* _EXERCISE PROMPT_
Render every line of the entries below as a JSON list of strings, one string per line, with blank lines skipped and the pictures left out.

* _INFORMATION PROVIDED_
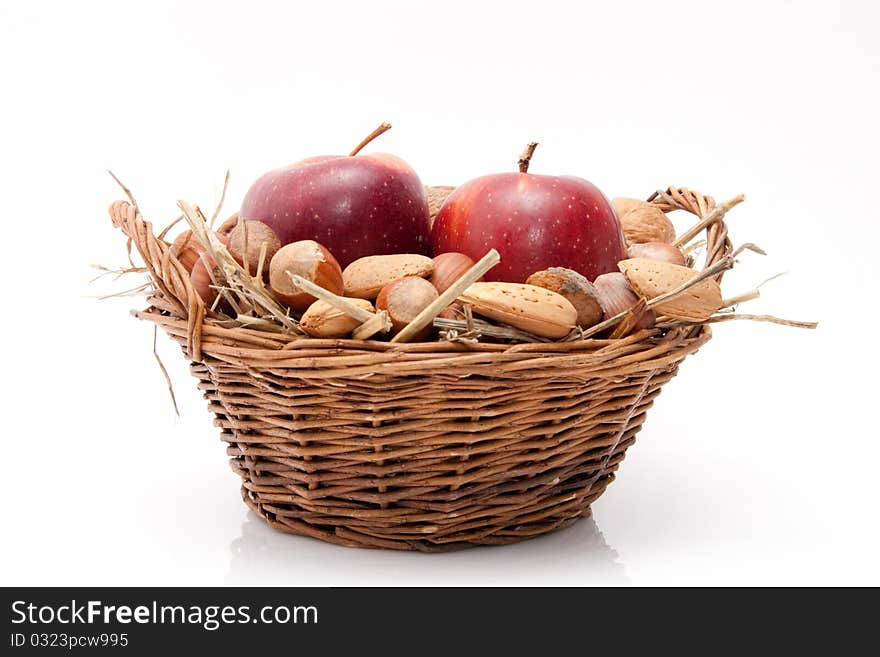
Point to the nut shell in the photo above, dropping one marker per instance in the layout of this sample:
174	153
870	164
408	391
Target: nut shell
404	299
252	234
310	260
643	222
321	320
617	296
199	276
526	307
657	251
651	278
365	277
574	287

* _COMPLETED TASK_
[
  "Point to the nut shell in the photo above, dropping one marker per instance in the layout of this sample:",
  "174\t153",
  "870\t164",
  "408\t391",
  "Target: nut shell",
  "404\t299",
  "252\t234",
  "310\t260",
  "643\t222",
  "321\t320",
  "617\t296",
  "199\t276",
  "526\t307",
  "657\t251",
  "651\t278",
  "365\t277",
  "574\t287"
]